# how to measure cabinet frame opening for double doors



## bluephi1914 (Sep 6, 2014)

I am trying to figure out the formula for double doors for this particular opening . I am using the pictured hinges.

Opening measurements are 19 7/16 wide - 26 5/8 tall

the hinges are 1/2 inch overlay




























thanks in advance for any help.

I know that there should be a 1/16 gap between the center of the doors, but im not sure how to calculate that.


----------



## barada83 (Feb 25, 2015)

((total width + 2*overlay)-1/16)/2
In words - take total width, add the overlay to that for both doors (1/2" overlay*2 is 1" extra). From that, subtract your center gap. Then divide that by 2.


----------



## TungOil (Jan 16, 2017)

Mike is correct on the math, but I'll suggest a slight variation to fitting these doors that will help account for any accumulation of errors in the build of the carcass and doors. If you make the doors slightly wide, you can sneak up on the gap by taking light cuts with a jointer or hand plane and fit the gap. By doing it this way, you can correct for any minor errors in the sizes of the parts and mounting of the hinges that accumulated in the build.


----------



## JBrow (Nov 18, 2015)

================================

**REQUIRED WORK**
1. From the cabinet door thread, put this sentence into Spanish: "If you make the doors slightly wide, you can sneak up on the gap by taking light cuts with a jointer or hand plane and fit the gap."
2. Carry the cabinet door thread forward from its last line.

================================

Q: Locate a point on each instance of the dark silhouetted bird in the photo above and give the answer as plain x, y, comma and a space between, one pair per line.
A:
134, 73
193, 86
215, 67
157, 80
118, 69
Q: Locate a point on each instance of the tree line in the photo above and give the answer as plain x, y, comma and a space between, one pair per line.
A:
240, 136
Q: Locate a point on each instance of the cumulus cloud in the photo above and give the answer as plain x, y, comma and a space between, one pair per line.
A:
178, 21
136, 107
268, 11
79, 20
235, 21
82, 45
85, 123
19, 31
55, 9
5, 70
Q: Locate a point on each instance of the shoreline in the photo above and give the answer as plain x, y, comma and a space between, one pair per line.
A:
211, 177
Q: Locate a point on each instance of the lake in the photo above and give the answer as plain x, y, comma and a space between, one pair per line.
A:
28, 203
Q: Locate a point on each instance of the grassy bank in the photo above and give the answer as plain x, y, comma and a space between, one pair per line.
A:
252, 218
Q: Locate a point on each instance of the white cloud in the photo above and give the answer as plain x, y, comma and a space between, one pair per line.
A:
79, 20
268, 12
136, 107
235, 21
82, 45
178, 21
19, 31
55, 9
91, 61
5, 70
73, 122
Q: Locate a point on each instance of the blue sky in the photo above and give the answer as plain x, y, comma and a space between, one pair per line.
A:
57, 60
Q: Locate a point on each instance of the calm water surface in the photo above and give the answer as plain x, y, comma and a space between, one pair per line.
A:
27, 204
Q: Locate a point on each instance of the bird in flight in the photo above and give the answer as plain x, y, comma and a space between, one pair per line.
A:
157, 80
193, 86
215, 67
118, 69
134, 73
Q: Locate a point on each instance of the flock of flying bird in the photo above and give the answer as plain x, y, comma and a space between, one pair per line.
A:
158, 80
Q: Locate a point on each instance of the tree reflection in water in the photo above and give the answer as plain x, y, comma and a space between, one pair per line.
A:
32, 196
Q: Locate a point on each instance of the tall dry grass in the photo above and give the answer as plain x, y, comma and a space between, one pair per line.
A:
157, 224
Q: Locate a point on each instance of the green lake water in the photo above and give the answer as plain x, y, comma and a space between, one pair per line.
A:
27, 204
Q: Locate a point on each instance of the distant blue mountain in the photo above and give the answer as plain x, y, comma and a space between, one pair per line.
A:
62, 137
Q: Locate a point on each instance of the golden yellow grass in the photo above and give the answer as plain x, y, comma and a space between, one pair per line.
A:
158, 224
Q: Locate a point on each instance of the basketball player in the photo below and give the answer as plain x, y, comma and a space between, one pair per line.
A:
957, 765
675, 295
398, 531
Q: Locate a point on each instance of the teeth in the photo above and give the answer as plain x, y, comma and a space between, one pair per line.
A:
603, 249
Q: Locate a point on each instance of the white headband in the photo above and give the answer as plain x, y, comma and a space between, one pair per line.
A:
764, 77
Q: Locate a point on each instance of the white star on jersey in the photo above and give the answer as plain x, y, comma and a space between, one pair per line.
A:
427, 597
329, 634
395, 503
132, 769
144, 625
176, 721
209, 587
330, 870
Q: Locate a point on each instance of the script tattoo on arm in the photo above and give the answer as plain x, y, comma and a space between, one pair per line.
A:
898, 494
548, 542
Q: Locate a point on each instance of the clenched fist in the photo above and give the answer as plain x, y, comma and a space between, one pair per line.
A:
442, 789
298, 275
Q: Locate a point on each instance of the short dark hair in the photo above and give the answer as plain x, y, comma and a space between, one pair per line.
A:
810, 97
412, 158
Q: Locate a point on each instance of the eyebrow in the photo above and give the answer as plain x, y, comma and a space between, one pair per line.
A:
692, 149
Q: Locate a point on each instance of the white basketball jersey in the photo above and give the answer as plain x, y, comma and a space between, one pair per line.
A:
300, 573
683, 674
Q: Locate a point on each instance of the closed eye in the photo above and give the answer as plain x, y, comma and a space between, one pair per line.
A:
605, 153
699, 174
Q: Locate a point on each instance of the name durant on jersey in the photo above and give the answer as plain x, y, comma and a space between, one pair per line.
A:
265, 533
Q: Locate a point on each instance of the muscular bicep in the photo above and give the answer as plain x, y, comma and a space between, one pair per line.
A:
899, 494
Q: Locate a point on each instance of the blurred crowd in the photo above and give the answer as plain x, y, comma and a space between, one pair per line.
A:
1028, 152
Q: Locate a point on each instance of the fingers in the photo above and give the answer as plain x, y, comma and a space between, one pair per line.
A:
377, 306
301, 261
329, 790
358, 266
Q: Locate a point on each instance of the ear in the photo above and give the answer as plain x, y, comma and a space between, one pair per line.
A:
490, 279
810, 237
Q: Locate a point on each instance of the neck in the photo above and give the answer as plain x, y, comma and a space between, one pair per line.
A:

================================

**RESPONSES TO THE EXERCISE**
1. Si haces las puertas un poco más anchas, puedes acercarte poco a poco a la separación dando cortes ligeros con una cepilladora o un cepillo de mano, y ajustar la separación.

2.
bluephi1914,

I will add that beveling the meeting edge of each door (where the doors meet in the middle) could help prevent binding as the doors are opened and closed. The bevels could also make short work of fine tuning with a hand plane after the doors are mounted to get the doors to close just right. A 5 degree bevel seems to work.


----------



## Bumpy (Jan 30, 2017)

For over 20 years I have used the following:

OW +15/16 divide by 2

I use Blum inserta cup hinges. The above allows for 182 OL and the hinge offers the fine adjustment


----------



## bluephi1914 (Sep 6, 2014)

> ((total width + 2*overlay)-1/16)/2
> In words - take total width, add the overlay to that for both doors (1/2" overlay*2 is 1" extra). From that, subtract your center gap. Then divide that by 2.
> 
> - barada83


this worked like a charm… had to take a little off with my jointer… like another 16 or 32… but it worked out !!


----------



## rwe2156 (May 7, 2014)

if you are rabbetting the doors for a center overlap you have to figure that in too.


----------



## Desert_Woodworker (Jan 28, 2015)

> Mike is correct on the math, but I ll suggest a slight variation to fitting these doors that will help account for any accumulation of errors in the build of the carcass and doors. If you make the doors slightly wide, you can sneak up on the gap by taking light cuts with a jointer or hand plane and fit the gap. By doing it this way, you can correct for any minor errors in the sizes of the parts and mounting of the hinges that accumulated in the build.
> 
> - TungOil


ditto +1


----------



## bluephi1914 (Sep 6, 2014)

finished project… thanks all for the help !!!


----------



## Desert_Woodworker (Jan 28, 2015)

Nice job!


----------



## AlaskaGuy (Jan 29, 2012)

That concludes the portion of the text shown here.